From the first line to the last, give the data again exactly.

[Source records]

• • • • •

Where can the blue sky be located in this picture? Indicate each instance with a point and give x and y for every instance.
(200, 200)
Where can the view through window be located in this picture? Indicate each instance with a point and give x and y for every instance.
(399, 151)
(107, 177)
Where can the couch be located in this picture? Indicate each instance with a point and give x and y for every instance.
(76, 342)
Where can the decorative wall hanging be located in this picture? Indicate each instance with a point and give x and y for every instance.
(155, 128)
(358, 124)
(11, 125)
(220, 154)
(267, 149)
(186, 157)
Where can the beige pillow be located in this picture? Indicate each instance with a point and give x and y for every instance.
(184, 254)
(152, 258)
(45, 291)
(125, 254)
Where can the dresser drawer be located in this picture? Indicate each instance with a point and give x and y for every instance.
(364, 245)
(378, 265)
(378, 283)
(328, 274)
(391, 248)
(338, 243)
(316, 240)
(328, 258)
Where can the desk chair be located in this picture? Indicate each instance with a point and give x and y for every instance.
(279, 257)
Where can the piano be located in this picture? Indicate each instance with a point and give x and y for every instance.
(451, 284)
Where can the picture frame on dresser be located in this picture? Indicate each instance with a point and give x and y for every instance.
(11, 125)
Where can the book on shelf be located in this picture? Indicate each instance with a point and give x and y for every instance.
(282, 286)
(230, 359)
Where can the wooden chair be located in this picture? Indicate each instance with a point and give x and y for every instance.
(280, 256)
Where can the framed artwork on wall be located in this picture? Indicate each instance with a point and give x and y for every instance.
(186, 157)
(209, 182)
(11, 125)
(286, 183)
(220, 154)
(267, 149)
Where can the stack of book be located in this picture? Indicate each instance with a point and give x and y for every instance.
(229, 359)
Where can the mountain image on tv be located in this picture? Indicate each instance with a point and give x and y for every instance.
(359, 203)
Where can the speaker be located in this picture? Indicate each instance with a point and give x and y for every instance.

• • • • •

Final answer =>
Where can the blue sky be located in this picture? Indicate each instance with a point and give x and y for every instance.
(200, 200)
Where can the view through window be located in this picture? Indicate each instance with a point and give x and y for every instance.
(399, 151)
(107, 177)
Where can the couch be located in this picture? Indicate each instance with a point and give x and y for every instance.
(76, 342)
Where can the decorative wall hanging be located in this picture? Indicate each instance with a point and give x and y for every instance.
(155, 128)
(358, 124)
(11, 125)
(220, 154)
(267, 149)
(186, 157)
Where can the beige pillow be located in this picture? Indicate each instance with a point and give x and y for every instance.
(184, 254)
(152, 258)
(45, 291)
(125, 254)
Where can the dresser drawer be located in this picture? Indicate each instance with a point and give x and y for every instance.
(364, 245)
(378, 265)
(378, 283)
(328, 274)
(391, 248)
(338, 243)
(316, 240)
(328, 258)
Where can the desk chair be located in this picture? Indicate each instance with a point and give x and y for every instance.
(279, 257)
Where can the piano be located in this picture? Indicate each instance with a point and give x and y for every instance.
(451, 284)
Where can the picture frame on dresser be located in this picture? Indicate each instance with a point and give x and y for every instance.
(11, 125)
Where can the book on shelf be located in this picture? Indicate each instance with a point and give x and y for every instance.
(282, 286)
(230, 359)
Where can the wooden chair be located in this picture? Indicate each instance with a point and give x and y for every instance.
(280, 256)
Where can the framed artwork on wall be located in this picture? Indicate each instance with a point and give x and y for every instance.
(186, 157)
(209, 182)
(11, 125)
(286, 183)
(220, 154)
(267, 149)
Where can the stack of book be located in this picture? Indicate each instance with a point and give x and y for every instance.
(229, 359)
Where can the mountain image on tv be located in this picture? Indicate each instance with a point and give x and y for every instance.
(359, 203)
Where can the speaker be located in this picture? Indicate each instance with a point and give x and y for every instance.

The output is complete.